*Instructions to follow*
Update the listing starting at the line that contains "QA review pass: verify and re-annotate the water" and ending after the line that contains "16 23 98 83": write those lines out again with "pavilion" changed to "gazebo" and everything else left as it is.

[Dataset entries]
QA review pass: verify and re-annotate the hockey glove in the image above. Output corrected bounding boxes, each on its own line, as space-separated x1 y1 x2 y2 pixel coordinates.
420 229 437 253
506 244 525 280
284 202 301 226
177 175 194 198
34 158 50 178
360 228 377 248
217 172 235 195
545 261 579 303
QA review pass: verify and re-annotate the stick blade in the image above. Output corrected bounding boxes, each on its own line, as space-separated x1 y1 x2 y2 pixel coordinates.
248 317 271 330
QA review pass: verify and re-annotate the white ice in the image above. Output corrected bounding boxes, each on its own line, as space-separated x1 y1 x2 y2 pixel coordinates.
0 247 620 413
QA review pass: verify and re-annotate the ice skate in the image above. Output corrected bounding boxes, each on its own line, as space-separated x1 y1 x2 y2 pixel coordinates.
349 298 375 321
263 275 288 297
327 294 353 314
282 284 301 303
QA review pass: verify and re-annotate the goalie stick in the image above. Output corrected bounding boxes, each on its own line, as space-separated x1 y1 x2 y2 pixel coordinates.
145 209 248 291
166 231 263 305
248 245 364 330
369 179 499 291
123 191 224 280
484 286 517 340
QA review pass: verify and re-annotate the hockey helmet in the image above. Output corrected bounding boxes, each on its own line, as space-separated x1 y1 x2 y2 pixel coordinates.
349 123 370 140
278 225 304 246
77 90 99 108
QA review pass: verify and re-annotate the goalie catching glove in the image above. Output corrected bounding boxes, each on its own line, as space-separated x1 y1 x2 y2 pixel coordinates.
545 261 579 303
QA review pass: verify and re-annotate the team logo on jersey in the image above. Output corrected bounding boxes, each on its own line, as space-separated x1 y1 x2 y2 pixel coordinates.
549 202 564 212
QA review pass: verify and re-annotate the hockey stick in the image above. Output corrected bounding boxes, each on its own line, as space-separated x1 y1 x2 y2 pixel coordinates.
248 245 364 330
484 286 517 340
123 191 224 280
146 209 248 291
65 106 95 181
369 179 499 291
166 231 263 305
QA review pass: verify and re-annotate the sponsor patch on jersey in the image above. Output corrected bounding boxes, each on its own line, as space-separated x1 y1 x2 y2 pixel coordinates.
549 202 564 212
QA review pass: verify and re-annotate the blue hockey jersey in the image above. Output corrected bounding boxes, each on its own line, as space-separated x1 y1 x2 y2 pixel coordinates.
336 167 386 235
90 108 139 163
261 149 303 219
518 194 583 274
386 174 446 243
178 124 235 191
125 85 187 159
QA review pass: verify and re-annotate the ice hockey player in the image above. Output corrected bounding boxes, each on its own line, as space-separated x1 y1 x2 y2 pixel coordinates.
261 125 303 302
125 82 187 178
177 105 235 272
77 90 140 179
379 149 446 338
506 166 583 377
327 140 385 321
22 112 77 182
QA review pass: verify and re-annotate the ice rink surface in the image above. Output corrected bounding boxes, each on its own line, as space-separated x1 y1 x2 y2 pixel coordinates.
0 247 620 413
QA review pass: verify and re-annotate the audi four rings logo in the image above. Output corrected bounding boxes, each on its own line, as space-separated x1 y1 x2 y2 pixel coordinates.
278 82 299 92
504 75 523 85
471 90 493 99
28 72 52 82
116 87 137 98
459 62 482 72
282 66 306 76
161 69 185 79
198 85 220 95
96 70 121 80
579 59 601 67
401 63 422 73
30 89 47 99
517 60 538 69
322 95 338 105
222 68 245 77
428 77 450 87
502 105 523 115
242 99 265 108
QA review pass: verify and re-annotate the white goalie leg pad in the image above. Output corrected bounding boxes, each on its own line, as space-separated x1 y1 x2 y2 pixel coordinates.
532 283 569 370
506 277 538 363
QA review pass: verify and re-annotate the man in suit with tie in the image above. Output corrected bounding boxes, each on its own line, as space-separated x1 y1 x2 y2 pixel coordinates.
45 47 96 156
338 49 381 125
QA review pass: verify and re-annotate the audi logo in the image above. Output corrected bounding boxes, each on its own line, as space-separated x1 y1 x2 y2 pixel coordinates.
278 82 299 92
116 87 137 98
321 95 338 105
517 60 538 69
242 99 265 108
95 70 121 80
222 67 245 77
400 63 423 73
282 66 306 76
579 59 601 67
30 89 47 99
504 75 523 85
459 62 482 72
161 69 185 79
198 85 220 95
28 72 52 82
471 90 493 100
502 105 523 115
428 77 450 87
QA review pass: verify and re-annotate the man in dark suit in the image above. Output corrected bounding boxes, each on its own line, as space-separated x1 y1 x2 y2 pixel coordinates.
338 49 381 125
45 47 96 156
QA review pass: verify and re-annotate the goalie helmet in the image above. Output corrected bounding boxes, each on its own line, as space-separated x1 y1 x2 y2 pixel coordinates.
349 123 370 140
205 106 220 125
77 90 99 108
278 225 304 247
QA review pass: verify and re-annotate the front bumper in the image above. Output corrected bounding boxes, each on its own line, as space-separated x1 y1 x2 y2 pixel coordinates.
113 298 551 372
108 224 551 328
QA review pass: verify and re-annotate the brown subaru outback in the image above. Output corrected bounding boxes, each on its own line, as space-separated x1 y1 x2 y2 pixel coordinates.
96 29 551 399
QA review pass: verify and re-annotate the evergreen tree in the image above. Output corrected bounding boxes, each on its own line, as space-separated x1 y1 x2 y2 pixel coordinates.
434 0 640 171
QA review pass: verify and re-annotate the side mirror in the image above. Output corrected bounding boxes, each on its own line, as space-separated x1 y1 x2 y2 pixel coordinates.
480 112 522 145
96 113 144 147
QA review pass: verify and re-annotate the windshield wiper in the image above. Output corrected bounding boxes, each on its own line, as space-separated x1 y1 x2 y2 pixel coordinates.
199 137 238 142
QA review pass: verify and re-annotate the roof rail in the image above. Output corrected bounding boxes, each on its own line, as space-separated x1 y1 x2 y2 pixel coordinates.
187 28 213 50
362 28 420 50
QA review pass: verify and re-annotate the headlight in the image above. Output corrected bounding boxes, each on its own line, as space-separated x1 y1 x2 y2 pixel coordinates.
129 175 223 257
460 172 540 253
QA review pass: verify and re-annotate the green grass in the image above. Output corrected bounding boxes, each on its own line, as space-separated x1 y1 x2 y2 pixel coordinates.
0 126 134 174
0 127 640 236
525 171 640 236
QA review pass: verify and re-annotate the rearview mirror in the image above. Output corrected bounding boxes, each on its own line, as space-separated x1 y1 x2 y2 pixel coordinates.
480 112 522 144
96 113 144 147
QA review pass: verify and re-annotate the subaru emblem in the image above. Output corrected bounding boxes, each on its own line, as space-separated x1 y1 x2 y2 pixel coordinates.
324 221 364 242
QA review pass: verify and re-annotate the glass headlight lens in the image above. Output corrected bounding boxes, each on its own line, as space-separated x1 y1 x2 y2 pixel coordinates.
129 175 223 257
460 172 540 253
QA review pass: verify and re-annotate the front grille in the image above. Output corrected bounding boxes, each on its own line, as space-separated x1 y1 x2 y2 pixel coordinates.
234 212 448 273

* * *

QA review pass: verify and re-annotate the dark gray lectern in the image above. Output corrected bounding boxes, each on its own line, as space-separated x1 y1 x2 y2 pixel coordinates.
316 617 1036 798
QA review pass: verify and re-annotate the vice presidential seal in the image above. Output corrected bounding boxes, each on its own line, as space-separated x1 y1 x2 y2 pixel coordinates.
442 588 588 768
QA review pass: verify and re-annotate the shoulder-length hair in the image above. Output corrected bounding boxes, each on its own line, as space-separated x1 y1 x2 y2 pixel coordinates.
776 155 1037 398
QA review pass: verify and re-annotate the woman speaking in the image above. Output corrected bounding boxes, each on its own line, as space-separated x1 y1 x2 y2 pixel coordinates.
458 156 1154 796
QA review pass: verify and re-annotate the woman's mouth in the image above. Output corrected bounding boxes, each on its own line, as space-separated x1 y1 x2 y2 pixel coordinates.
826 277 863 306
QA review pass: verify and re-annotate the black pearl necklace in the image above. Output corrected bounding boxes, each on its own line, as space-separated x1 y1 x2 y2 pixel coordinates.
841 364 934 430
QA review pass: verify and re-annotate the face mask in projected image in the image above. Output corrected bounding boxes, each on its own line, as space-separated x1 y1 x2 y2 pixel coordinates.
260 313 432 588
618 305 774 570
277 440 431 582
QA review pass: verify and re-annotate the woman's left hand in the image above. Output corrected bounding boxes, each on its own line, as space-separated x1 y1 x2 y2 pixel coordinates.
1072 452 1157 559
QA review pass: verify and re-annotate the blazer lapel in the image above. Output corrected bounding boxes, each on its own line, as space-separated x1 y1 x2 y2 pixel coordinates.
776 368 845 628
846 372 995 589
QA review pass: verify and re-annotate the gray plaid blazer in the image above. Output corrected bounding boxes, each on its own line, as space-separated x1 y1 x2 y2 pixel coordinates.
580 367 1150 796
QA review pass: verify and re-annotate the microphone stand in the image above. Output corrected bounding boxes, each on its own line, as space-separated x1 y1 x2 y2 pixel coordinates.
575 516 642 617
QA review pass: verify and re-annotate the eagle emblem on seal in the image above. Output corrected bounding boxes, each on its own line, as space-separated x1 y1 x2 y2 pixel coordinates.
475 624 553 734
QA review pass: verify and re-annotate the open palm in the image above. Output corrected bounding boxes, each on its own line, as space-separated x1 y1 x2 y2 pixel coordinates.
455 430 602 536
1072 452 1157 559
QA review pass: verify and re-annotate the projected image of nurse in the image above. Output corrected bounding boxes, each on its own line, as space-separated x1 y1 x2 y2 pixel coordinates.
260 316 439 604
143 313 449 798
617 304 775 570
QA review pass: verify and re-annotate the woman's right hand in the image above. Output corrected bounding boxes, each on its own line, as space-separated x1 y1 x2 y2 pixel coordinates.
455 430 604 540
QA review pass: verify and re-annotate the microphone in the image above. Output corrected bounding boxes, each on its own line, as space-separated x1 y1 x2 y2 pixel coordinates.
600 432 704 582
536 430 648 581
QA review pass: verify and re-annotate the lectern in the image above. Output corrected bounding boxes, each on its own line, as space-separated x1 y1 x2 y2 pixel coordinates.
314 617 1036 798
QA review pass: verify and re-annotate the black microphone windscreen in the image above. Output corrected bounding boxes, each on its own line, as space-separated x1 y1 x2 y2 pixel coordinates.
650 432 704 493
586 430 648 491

---

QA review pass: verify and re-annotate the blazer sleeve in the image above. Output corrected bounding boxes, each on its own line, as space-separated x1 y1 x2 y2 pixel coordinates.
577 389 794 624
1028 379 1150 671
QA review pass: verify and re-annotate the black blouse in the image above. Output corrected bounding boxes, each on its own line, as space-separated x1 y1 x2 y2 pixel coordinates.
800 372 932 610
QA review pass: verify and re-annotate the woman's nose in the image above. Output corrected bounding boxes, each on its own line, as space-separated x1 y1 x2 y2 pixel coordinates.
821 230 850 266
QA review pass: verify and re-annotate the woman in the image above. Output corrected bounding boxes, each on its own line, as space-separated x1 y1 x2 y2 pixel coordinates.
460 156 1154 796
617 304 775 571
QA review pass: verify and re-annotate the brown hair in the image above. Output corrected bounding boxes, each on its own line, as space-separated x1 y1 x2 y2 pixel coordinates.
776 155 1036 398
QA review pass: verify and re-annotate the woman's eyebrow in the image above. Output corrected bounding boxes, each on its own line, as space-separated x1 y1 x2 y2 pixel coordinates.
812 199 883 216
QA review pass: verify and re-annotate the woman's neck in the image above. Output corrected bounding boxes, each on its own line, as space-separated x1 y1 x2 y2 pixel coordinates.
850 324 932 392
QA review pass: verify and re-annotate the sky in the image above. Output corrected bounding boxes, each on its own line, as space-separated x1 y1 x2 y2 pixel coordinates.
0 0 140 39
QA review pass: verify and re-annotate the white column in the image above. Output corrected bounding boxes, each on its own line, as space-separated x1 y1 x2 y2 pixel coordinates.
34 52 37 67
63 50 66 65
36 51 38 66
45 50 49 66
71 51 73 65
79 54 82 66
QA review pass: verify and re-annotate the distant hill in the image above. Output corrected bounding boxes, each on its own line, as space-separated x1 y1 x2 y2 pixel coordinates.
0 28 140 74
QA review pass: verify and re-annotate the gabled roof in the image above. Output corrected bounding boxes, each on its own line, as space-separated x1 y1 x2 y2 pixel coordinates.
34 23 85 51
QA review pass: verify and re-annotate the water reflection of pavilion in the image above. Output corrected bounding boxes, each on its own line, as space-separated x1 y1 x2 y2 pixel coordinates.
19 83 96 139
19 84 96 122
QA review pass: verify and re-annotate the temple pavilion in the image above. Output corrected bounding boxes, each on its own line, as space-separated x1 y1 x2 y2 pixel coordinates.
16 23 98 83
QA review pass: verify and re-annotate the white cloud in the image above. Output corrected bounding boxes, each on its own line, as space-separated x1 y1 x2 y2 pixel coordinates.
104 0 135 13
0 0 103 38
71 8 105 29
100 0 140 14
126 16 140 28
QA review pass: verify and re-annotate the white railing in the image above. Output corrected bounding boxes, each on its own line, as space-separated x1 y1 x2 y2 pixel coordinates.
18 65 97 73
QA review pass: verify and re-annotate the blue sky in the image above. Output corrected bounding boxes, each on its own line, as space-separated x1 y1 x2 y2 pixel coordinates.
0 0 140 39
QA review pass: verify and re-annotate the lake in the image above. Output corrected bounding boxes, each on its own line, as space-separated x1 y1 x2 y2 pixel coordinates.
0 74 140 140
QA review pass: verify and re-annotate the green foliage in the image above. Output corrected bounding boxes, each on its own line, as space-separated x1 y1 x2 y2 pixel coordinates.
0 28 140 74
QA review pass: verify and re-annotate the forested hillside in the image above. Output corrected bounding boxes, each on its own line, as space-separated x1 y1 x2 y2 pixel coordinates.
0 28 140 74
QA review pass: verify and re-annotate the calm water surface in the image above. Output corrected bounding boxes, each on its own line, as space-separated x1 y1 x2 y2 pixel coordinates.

*Problem solution*
QA review pass: verify and re-annotate the water reflection of gazebo in the image above. Output corrected bounding boxes, each on its own line, as space-separated x1 y1 x2 y2 pixel coordinates.
19 83 96 139
19 84 96 122
QA review pass: verify and re-annotate the temple gazebo in the image above. Output corrected bounding boxes, each on its own line, as space-separated x1 y1 x2 y2 pixel coordinates.
16 23 98 83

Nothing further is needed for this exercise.